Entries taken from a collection
= = = =

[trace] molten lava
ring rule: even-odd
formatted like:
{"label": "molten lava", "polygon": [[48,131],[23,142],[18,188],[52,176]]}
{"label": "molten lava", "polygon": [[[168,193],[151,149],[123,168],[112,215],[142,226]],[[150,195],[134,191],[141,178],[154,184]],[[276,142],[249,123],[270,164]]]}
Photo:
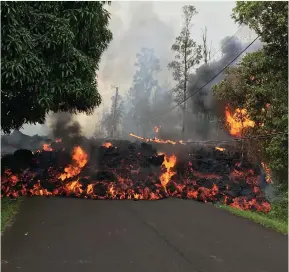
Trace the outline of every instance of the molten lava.
{"label": "molten lava", "polygon": [[106,147],[106,148],[109,148],[109,147],[112,147],[112,143],[110,142],[105,142],[102,146]]}
{"label": "molten lava", "polygon": [[156,133],[158,133],[158,132],[159,132],[159,127],[155,126],[155,127],[154,127],[154,131],[155,131]]}
{"label": "molten lava", "polygon": [[183,141],[162,140],[162,139],[158,139],[158,138],[143,138],[143,137],[135,135],[133,133],[130,133],[129,136],[132,136],[132,137],[137,138],[139,140],[143,140],[145,142],[154,142],[154,143],[158,143],[158,144],[172,144],[172,145],[184,144]]}
{"label": "molten lava", "polygon": [[222,151],[222,152],[225,151],[225,148],[219,147],[219,146],[216,146],[215,149],[216,149],[216,150],[219,150],[219,151]]}
{"label": "molten lava", "polygon": [[50,144],[43,144],[43,150],[44,151],[52,151],[53,149],[50,147]]}
{"label": "molten lava", "polygon": [[103,148],[97,142],[92,145],[97,150],[90,150],[92,159],[88,160],[82,147],[74,147],[70,155],[63,144],[58,150],[31,152],[27,158],[27,152],[21,150],[20,157],[14,154],[8,160],[2,158],[1,196],[135,200],[178,197],[270,211],[259,184],[259,168],[245,156],[245,163],[232,163],[238,159],[232,155],[234,152],[224,152],[220,158],[215,147],[204,150],[200,146],[192,147],[189,158],[177,158],[158,153],[149,145],[116,141],[118,148]]}
{"label": "molten lava", "polygon": [[164,162],[162,166],[164,166],[164,168],[166,169],[166,172],[160,176],[160,181],[165,190],[171,177],[174,174],[176,174],[176,172],[172,170],[175,167],[176,162],[177,162],[177,157],[175,155],[164,157]]}
{"label": "molten lava", "polygon": [[242,131],[248,127],[254,127],[255,122],[249,119],[246,109],[237,108],[233,114],[230,113],[229,107],[226,107],[226,121],[230,128],[230,134],[233,136],[242,136]]}
{"label": "molten lava", "polygon": [[81,149],[80,146],[77,146],[73,150],[72,160],[73,164],[64,169],[65,173],[61,174],[59,179],[65,180],[78,175],[81,168],[83,168],[87,163],[87,154]]}

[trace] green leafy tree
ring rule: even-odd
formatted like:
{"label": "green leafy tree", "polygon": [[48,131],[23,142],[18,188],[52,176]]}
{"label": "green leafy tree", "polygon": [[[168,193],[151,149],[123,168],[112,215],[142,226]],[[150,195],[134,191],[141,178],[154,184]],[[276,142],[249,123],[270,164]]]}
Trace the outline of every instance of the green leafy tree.
{"label": "green leafy tree", "polygon": [[[168,68],[173,70],[173,78],[178,82],[175,88],[176,102],[185,101],[188,96],[187,84],[192,74],[192,68],[200,63],[202,58],[202,47],[191,37],[192,18],[197,14],[194,6],[183,7],[184,23],[180,35],[176,38],[172,45],[172,50],[175,52],[175,60],[168,64]],[[183,124],[182,138],[185,137],[185,121],[186,121],[186,106],[185,101],[182,104],[183,109]]]}
{"label": "green leafy tree", "polygon": [[103,2],[2,2],[2,126],[44,123],[48,112],[90,114],[96,70],[112,33]]}
{"label": "green leafy tree", "polygon": [[258,139],[251,148],[269,163],[275,180],[288,180],[288,2],[237,2],[233,17],[253,28],[265,45],[226,71],[214,93],[233,108],[248,110],[255,127],[248,135],[283,132]]}

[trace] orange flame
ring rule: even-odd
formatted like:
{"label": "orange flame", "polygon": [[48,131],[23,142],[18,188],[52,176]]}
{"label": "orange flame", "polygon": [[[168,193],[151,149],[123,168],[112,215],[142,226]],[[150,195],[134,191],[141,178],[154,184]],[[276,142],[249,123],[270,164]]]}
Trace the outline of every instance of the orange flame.
{"label": "orange flame", "polygon": [[246,109],[237,108],[232,115],[229,107],[226,107],[225,114],[230,127],[230,134],[233,136],[241,136],[244,128],[255,126],[255,122],[249,119]]}
{"label": "orange flame", "polygon": [[106,142],[106,143],[102,144],[102,146],[109,148],[109,147],[112,147],[112,143]]}
{"label": "orange flame", "polygon": [[266,174],[266,177],[265,177],[265,180],[267,183],[272,183],[272,176],[271,176],[271,170],[270,168],[264,163],[264,162],[261,162],[261,165],[264,169],[264,172]]}
{"label": "orange flame", "polygon": [[61,142],[62,142],[62,139],[56,139],[55,142],[56,142],[56,143],[61,143]]}
{"label": "orange flame", "polygon": [[224,151],[224,150],[225,150],[225,148],[219,147],[219,146],[216,146],[215,149],[216,149],[216,150],[219,150],[219,151]]}
{"label": "orange flame", "polygon": [[155,126],[154,130],[155,130],[156,133],[158,133],[159,132],[159,127]]}
{"label": "orange flame", "polygon": [[167,186],[168,182],[170,181],[171,177],[176,173],[172,170],[172,168],[175,166],[176,162],[177,162],[177,157],[175,155],[172,155],[170,157],[167,157],[165,155],[164,162],[162,165],[166,168],[166,172],[160,176],[161,184],[165,188],[165,190],[166,190],[166,186]]}
{"label": "orange flame", "polygon": [[158,138],[144,138],[144,137],[141,137],[141,136],[137,136],[137,135],[135,135],[133,133],[130,133],[129,136],[132,136],[134,138],[143,140],[145,142],[154,142],[154,143],[158,143],[158,144],[172,144],[172,145],[184,144],[183,141],[162,140],[162,139],[158,139]]}
{"label": "orange flame", "polygon": [[50,147],[50,144],[43,144],[44,151],[52,151],[53,149]]}
{"label": "orange flame", "polygon": [[83,168],[87,163],[87,154],[81,149],[80,146],[77,146],[73,149],[72,159],[73,164],[64,169],[65,173],[61,174],[59,179],[65,180],[78,175],[81,168]]}

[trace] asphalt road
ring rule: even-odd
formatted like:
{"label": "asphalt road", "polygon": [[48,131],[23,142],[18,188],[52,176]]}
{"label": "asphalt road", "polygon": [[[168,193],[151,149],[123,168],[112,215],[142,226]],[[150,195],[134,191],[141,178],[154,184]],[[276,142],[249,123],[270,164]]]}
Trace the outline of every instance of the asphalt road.
{"label": "asphalt road", "polygon": [[2,271],[285,272],[287,236],[190,200],[25,199]]}

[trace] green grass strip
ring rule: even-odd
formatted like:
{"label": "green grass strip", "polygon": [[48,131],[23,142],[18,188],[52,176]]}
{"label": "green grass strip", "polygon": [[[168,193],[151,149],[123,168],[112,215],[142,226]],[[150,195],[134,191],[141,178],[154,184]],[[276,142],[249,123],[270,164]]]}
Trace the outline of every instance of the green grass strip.
{"label": "green grass strip", "polygon": [[277,218],[269,217],[270,213],[263,214],[263,213],[252,212],[252,211],[243,211],[243,210],[239,210],[237,208],[233,208],[233,207],[225,206],[225,205],[218,205],[218,207],[225,209],[237,216],[250,219],[267,228],[271,228],[283,234],[288,234],[288,221],[280,221]]}
{"label": "green grass strip", "polygon": [[21,199],[1,199],[1,234],[13,223],[14,216],[20,207]]}

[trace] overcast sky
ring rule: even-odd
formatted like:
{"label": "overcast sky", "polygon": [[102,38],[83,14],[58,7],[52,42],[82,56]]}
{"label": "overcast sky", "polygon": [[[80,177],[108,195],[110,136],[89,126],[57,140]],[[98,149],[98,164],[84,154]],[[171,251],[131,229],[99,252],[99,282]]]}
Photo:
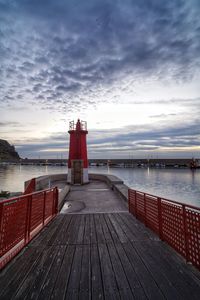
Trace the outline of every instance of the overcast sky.
{"label": "overcast sky", "polygon": [[21,157],[200,157],[199,0],[0,0],[0,138]]}

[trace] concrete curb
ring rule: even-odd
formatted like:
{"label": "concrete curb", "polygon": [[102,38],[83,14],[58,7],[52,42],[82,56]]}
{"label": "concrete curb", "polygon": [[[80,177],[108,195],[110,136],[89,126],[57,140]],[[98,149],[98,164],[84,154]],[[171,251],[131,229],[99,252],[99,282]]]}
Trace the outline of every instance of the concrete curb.
{"label": "concrete curb", "polygon": [[52,186],[54,181],[66,181],[67,183],[67,174],[51,174],[40,176],[36,178],[36,190],[42,190]]}
{"label": "concrete curb", "polygon": [[59,191],[59,195],[58,195],[58,210],[60,211],[63,207],[63,204],[65,202],[65,197],[67,196],[67,194],[70,191],[70,186],[66,185],[63,189],[61,189],[61,191]]}
{"label": "concrete curb", "polygon": [[[53,186],[56,186],[57,182],[64,181],[66,182],[66,185],[62,189],[59,190],[59,195],[58,195],[58,209],[59,211],[61,210],[64,202],[65,202],[65,197],[70,191],[70,186],[67,184],[67,174],[51,174],[51,175],[44,175],[44,176],[39,176],[35,178],[36,180],[36,191],[41,191]],[[25,187],[28,185],[30,180],[25,181],[24,185]]]}

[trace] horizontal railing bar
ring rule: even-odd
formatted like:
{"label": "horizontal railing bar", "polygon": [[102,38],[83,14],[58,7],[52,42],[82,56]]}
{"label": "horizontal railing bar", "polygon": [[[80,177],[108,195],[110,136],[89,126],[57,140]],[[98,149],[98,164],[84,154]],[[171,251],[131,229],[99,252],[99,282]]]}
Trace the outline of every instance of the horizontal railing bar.
{"label": "horizontal railing bar", "polygon": [[27,198],[28,196],[34,196],[34,195],[42,194],[44,192],[52,192],[53,190],[54,190],[54,188],[50,188],[50,189],[46,189],[46,190],[33,192],[33,193],[30,193],[30,194],[20,195],[20,196],[12,197],[12,198],[9,198],[9,199],[4,199],[4,200],[0,201],[0,203],[4,204],[4,203],[8,203],[10,201],[19,200],[19,199],[22,199],[22,198]]}
{"label": "horizontal railing bar", "polygon": [[[138,190],[134,190],[134,189],[129,189],[130,191],[133,191],[133,192],[136,192],[136,193],[141,193],[141,194],[145,194],[146,196],[151,196],[155,199],[157,198],[160,198],[161,201],[164,200],[164,201],[167,201],[167,202],[172,202],[172,203],[175,203],[175,204],[178,204],[178,205],[184,205],[185,207],[189,207],[189,208],[194,208],[196,210],[200,210],[200,207],[197,207],[197,206],[194,206],[194,205],[191,205],[191,204],[187,204],[187,203],[184,203],[184,202],[178,202],[176,200],[170,200],[170,199],[166,199],[166,198],[163,198],[163,197],[160,197],[160,196],[155,196],[155,195],[152,195],[152,194],[148,194],[146,192],[142,192],[142,191],[138,191]],[[154,199],[154,200],[155,200]]]}

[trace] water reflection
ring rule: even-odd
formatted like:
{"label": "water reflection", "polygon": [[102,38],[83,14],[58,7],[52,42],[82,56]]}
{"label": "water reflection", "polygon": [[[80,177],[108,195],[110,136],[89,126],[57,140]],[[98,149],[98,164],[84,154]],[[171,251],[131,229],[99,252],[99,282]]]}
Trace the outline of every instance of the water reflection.
{"label": "water reflection", "polygon": [[[200,206],[200,170],[91,167],[90,173],[113,174],[146,193]],[[24,181],[46,174],[67,173],[65,166],[0,166],[0,190],[23,191]]]}
{"label": "water reflection", "polygon": [[149,167],[147,168],[147,174],[148,174],[148,176],[150,175],[150,168]]}
{"label": "water reflection", "polygon": [[[90,170],[107,173],[103,167]],[[133,189],[200,207],[200,170],[110,168],[109,173],[120,177]]]}

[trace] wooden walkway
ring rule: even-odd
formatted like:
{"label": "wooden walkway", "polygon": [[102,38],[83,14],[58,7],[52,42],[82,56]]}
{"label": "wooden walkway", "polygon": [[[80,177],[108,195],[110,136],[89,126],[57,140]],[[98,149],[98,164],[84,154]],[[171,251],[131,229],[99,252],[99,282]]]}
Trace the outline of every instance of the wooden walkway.
{"label": "wooden walkway", "polygon": [[0,299],[200,299],[200,273],[129,213],[59,215],[1,272]]}

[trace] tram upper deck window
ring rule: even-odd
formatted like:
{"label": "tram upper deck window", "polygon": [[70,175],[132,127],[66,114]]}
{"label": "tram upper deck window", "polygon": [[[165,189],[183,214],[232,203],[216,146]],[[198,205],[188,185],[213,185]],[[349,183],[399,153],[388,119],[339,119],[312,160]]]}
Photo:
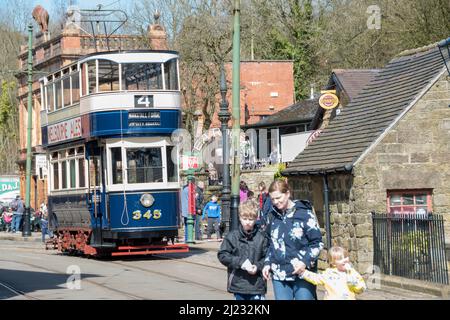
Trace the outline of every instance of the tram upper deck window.
{"label": "tram upper deck window", "polygon": [[97,92],[97,76],[95,71],[96,60],[90,60],[87,62],[88,68],[88,94]]}
{"label": "tram upper deck window", "polygon": [[164,63],[164,79],[166,90],[178,90],[177,60],[172,59]]}
{"label": "tram upper deck window", "polygon": [[64,107],[68,107],[71,105],[70,102],[70,77],[64,76],[62,79],[63,85],[63,97],[64,97]]}
{"label": "tram upper deck window", "polygon": [[56,110],[62,108],[62,85],[61,80],[55,81],[55,102],[56,102]]}
{"label": "tram upper deck window", "polygon": [[124,63],[122,90],[162,90],[162,70],[159,63]]}
{"label": "tram upper deck window", "polygon": [[163,182],[161,148],[127,149],[128,183]]}
{"label": "tram upper deck window", "polygon": [[55,109],[55,100],[53,97],[53,83],[45,86],[45,92],[47,94],[47,110],[53,111]]}
{"label": "tram upper deck window", "polygon": [[98,60],[98,91],[119,90],[119,65],[109,60]]}
{"label": "tram upper deck window", "polygon": [[72,103],[80,101],[80,72],[76,71],[70,76],[72,79]]}

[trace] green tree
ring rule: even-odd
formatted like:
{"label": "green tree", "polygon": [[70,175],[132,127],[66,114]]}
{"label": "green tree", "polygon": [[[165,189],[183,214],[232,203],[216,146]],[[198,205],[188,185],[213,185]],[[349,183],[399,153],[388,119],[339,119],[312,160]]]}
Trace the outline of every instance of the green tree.
{"label": "green tree", "polygon": [[255,4],[266,24],[271,26],[264,36],[264,59],[294,61],[294,88],[296,99],[308,97],[310,84],[314,82],[318,59],[314,39],[321,29],[322,8],[313,0],[275,0]]}
{"label": "green tree", "polygon": [[15,82],[2,81],[0,94],[0,174],[16,172],[19,146]]}

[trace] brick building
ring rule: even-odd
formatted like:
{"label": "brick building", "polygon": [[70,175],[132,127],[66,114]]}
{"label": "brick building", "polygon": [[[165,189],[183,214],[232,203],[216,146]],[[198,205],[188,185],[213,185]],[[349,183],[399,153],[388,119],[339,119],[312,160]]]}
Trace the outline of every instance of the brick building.
{"label": "brick building", "polygon": [[[81,10],[82,11],[82,10]],[[73,23],[68,23],[60,34],[49,37],[42,31],[35,32],[33,39],[33,93],[32,93],[32,179],[30,206],[38,208],[40,203],[46,200],[47,182],[46,168],[36,169],[36,162],[45,163],[45,152],[42,148],[40,111],[41,97],[39,88],[39,78],[47,73],[61,69],[81,56],[102,51],[115,50],[132,50],[132,49],[149,49],[143,39],[138,36],[131,35],[109,35],[98,34],[94,38],[92,35],[80,31]],[[164,30],[161,26],[155,24],[149,27],[149,40],[154,49],[167,49],[167,43],[164,38]],[[153,39],[154,38],[154,39]],[[28,47],[22,46],[21,53],[18,56],[19,68],[22,73],[17,76],[18,81],[18,100],[19,100],[19,119],[20,121],[20,150],[19,174],[21,180],[21,195],[25,198],[25,181],[26,181],[26,149],[27,149],[27,126],[28,126],[28,110],[27,110],[27,60]],[[64,75],[62,75],[64,77]]]}
{"label": "brick building", "polygon": [[[241,61],[240,69],[241,126],[256,123],[294,103],[293,61]],[[225,65],[225,73],[227,82],[231,84],[231,63]],[[228,85],[227,99],[231,111],[231,85]],[[220,127],[218,112],[217,107],[212,128]]]}

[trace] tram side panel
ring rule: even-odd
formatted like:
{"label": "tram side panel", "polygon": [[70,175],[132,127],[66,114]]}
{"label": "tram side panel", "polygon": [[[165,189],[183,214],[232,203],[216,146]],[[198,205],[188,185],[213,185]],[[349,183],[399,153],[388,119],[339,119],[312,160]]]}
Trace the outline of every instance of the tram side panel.
{"label": "tram side panel", "polygon": [[[144,192],[109,194],[109,221],[114,238],[175,237],[178,233],[179,192],[149,191],[154,202],[144,207]],[[126,199],[126,201],[125,201]]]}
{"label": "tram side panel", "polygon": [[48,209],[52,229],[91,229],[85,194],[49,196]]}

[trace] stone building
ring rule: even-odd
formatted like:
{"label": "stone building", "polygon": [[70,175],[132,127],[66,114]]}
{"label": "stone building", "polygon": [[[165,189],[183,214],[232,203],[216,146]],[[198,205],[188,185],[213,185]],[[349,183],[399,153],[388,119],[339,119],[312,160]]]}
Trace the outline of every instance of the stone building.
{"label": "stone building", "polygon": [[330,110],[319,108],[312,122],[312,128],[324,129],[372,81],[378,71],[377,69],[334,69],[325,90],[336,90],[339,104]]}
{"label": "stone building", "polygon": [[450,235],[449,104],[437,45],[406,51],[283,171],[322,227],[329,190],[331,242],[348,248],[361,272],[373,263],[372,211],[442,214]]}
{"label": "stone building", "polygon": [[[73,13],[73,7],[71,7]],[[51,37],[48,33],[43,33],[42,30],[34,32],[33,39],[33,86],[32,86],[32,179],[30,188],[30,206],[38,208],[42,201],[47,198],[47,182],[45,171],[45,152],[42,148],[41,126],[40,126],[40,111],[41,111],[41,97],[39,91],[39,79],[47,73],[54,72],[66,66],[80,57],[101,51],[115,51],[115,50],[132,50],[132,49],[149,49],[148,45],[141,37],[134,35],[119,35],[119,34],[97,34],[95,37],[92,34],[82,31],[77,27],[77,23],[83,21],[83,10],[75,8],[76,15],[69,14],[66,26],[60,34]],[[70,12],[69,12],[70,13]],[[92,13],[90,13],[92,14]],[[101,14],[101,13],[100,13]],[[78,18],[73,18],[77,16]],[[155,17],[156,18],[156,17]],[[156,19],[155,19],[156,20]],[[149,27],[149,43],[152,49],[166,49],[167,43],[164,37],[164,30],[159,25],[152,25]],[[154,37],[155,39],[152,39]],[[160,46],[160,47],[158,47]],[[22,46],[21,52],[18,56],[19,68],[22,72],[17,75],[18,82],[18,101],[19,101],[19,119],[20,127],[20,150],[19,165],[21,195],[25,198],[25,181],[26,181],[26,153],[27,153],[27,126],[28,126],[28,76],[27,76],[27,61],[28,61],[28,47]],[[62,76],[64,77],[64,76]],[[43,161],[42,161],[43,159]],[[43,163],[44,166],[36,169],[36,163]]]}
{"label": "stone building", "polygon": [[[318,97],[312,92],[310,99],[297,101],[256,123],[241,126],[249,137],[255,162],[264,159],[271,163],[292,161],[309,141],[340,114],[377,72],[375,69],[333,70],[325,89],[336,90],[339,104],[334,109],[321,108]],[[271,157],[274,153],[277,157]]]}

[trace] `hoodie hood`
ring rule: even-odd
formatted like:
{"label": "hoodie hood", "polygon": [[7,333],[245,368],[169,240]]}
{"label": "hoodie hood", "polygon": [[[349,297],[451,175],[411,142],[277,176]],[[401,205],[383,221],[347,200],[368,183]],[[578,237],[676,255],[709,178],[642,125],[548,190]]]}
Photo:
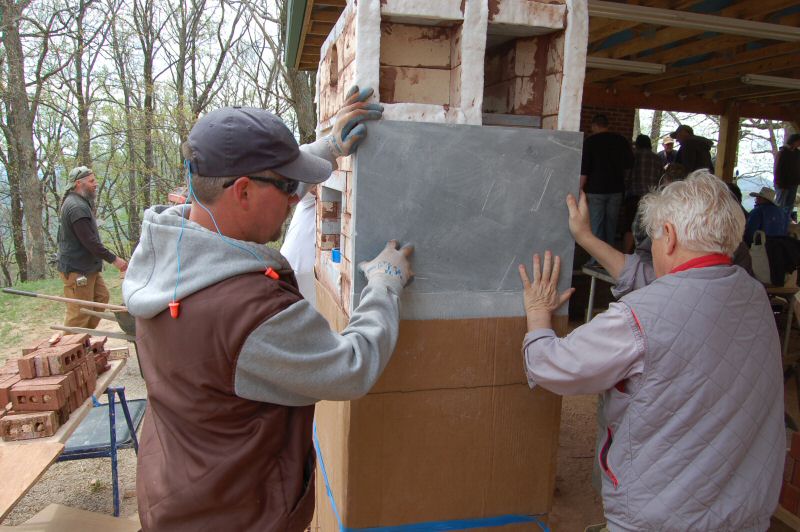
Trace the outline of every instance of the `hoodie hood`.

= = = =

EXERCISE DESCRIPTION
Report the lines above that contain "hoodie".

RESULT OF THE TASK
[trace] `hoodie hood`
{"label": "hoodie hood", "polygon": [[7,333],[245,368],[169,240]]}
{"label": "hoodie hood", "polygon": [[[349,297],[451,175],[411,142],[277,176]],[[401,205],[383,221],[347,200],[368,183]],[[578,237],[676,255],[709,178],[642,125],[548,190]]]}
Trace the outline of every instance of the `hoodie hood`.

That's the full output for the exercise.